PROBLEM DETAILS » Only an exact repetition of every entry counts as the answer.

SUPPLIED INFORMATION »
━━━━━━
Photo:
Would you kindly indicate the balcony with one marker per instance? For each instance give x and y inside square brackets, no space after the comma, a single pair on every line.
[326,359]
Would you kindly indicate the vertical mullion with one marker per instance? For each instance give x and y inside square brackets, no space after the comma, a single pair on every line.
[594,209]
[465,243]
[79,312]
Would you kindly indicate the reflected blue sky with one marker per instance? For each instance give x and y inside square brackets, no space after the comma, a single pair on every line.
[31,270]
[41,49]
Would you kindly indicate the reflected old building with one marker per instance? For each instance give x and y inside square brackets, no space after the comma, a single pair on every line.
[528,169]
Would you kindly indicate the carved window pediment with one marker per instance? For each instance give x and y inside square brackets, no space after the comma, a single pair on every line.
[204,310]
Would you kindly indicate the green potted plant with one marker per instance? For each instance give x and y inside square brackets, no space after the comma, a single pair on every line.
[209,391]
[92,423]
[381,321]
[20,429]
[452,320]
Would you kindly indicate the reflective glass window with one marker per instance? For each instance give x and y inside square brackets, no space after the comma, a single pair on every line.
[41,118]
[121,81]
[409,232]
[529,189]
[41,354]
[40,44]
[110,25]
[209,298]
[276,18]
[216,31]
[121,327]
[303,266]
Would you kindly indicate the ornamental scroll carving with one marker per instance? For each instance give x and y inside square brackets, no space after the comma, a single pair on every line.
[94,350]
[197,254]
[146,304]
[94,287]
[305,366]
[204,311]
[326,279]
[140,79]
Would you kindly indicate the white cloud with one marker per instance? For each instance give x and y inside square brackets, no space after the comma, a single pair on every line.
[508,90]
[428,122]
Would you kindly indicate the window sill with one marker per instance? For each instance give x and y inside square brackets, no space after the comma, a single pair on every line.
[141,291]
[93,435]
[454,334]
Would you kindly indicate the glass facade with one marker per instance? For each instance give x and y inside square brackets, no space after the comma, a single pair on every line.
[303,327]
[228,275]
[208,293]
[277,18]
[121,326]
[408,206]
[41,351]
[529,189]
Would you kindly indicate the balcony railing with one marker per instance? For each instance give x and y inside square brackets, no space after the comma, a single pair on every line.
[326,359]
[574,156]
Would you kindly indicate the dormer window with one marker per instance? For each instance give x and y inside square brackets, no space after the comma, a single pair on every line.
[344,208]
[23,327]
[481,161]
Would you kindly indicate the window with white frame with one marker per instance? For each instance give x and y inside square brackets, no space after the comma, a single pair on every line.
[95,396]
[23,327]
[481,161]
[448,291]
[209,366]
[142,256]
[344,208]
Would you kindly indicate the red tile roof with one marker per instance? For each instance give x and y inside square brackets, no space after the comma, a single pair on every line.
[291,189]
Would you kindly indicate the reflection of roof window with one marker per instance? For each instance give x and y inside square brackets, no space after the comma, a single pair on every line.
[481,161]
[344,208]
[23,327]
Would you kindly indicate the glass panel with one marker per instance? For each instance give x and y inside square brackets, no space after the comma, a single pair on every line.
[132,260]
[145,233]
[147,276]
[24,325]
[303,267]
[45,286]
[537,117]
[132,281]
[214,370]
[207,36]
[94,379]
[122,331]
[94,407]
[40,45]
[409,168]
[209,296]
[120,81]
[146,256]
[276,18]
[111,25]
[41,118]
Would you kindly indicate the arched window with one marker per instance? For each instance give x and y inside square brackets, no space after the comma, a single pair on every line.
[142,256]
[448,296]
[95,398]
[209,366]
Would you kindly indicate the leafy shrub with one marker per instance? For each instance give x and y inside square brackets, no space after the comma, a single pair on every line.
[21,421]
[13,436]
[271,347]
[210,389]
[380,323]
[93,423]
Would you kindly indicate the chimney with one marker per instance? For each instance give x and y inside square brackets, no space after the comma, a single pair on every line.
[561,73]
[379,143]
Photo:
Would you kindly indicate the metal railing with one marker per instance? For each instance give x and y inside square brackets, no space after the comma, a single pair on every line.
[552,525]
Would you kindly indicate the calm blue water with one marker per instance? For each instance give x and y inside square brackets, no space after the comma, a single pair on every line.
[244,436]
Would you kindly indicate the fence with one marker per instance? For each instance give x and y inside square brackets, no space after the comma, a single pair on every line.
━━━━━━
EXERCISE RESPONSE »
Photo:
Would you kindly indicate the balcony with one marker per instance? For each instance give x and y inside square brackets, no space after the comma, a single pair on every line.
[326,359]
Would you kindly indicate the vertical mullion with one marker per instance? For each instance give x and y inside square brackets, no space after the comma, a single pair on every line.
[594,209]
[465,243]
[79,312]
Would you kindly indicate the reflected blue sky with one marker per instance? For each instance give x and y inside square brackets, no space after the comma, a single pair on every line.
[31,270]
[41,49]
Would you kindly indicate the reflected old building with one marker per instance? For each instance give x and y inside square brackets, no space after the comma, a single pair on every line.
[528,169]
Would you kindly indicate the carved window pediment with one marker per instance? For each instance give x and y inside square brackets, no space after the comma, a single pair on every line.
[204,310]
Would you kindly indicate the green potted plant with one marker per instance? For each instance give x and y inside square brackets, no space after the comma, a single pair on every line.
[209,391]
[92,423]
[381,321]
[20,429]
[452,320]
Would you kindly indicate the reflective glass window with one marker per instance? For each instance give x and y inside square brackets, no space after the comma, a single pair on every line.
[41,118]
[121,81]
[409,232]
[529,189]
[41,354]
[40,44]
[110,25]
[209,298]
[276,18]
[216,31]
[121,327]
[303,266]
Would you kindly indicate the ornamental scroll carving with one marker per instance? For each instance give x and y inside square brackets, no space after the comma, a single pair on every line.
[94,350]
[197,254]
[146,304]
[94,287]
[305,366]
[204,311]
[326,279]
[140,79]
Would you kindly indicate the white cloud with one marker per instance? For each instance give x and y inside square brackets, no space after the comma, a single pair on every line.
[508,90]
[428,122]
Would you kindly indicate the window sill with one marker per instance? For each instance give x and y inside square brackets, no space after the comma, a single pair on every line.
[141,291]
[93,435]
[454,334]
Would you kindly indicate the glass facade with one marker per instance? For each instance give x and y inside square brackets, no space after the comma, a single pair on every line.
[303,327]
[228,275]
[208,293]
[277,18]
[121,326]
[408,206]
[41,351]
[529,189]
Would you kindly indicate the balcony railing with one marker per instance? For each instance give x and y inside square brackets, no space after the comma, a single pair on every line.
[326,359]
[574,156]
Would you kindly indicate the dormer window with one marker per instance? For each instance give x and y inside square brackets, no space after the comma, a single pair on every line.
[344,208]
[23,327]
[481,161]
Would you kindly indicate the window with white frame with one marker per instance? For each instance give x and y inside square brackets, no space after the comma, a single pair on every line.
[95,396]
[23,327]
[481,161]
[448,291]
[209,366]
[142,256]
[344,208]
Would you kindly indicate the red tile roof with one marker per instance? For each instance give x and y inside square brackets, no space after the comma, a single pair on every line.
[291,189]
Would you kindly indicate the reflection of roof window with one marker per instance? For each instance give x and y inside square brackets, no space after the comma, a single pair on every line.
[481,161]
[344,208]
[23,327]
Would you kindly indicate the glass panel with one marker per instance? For each instance give x and y inside square brackets, no space after the comma, a single pair on every line.
[132,260]
[145,233]
[147,276]
[24,325]
[303,267]
[45,286]
[537,117]
[132,281]
[214,370]
[207,36]
[94,379]
[122,331]
[94,407]
[40,45]
[409,168]
[209,296]
[120,81]
[146,256]
[276,18]
[111,25]
[41,118]
Would you kindly indicate the arched window with one marker per instance? For each instance give x and y inside square brackets, no space after the comma, a single pair on every line.
[142,256]
[448,296]
[95,398]
[209,366]
Would you kindly indicate the leafy shrub with one marker per instance? For each instance give x and y inside square brackets, no space after the comma, a single pair on every line.
[21,421]
[13,436]
[271,347]
[210,389]
[380,323]
[93,423]
Would you kindly indicate the chimney with one marker per instance? For each instance give x and y inside square brackets, no space after the comma, a single pair on every line.
[561,73]
[379,143]
Photo:
Would you kindly indicate the metal railing with one marker per instance? For each instance give x and y inside square brackets, no space after the comma, a single pair on every line.
[552,525]
Would you kindly indicate the calm blue water with one marker per instance? For each instance give x and y inside square brackets, no space after the comma, a single pair on every line.
[244,436]
Would you kindly indicate the fence with one marker per instance? For each instance give x and y inside square brackets, no space after the comma, a single pair on every line.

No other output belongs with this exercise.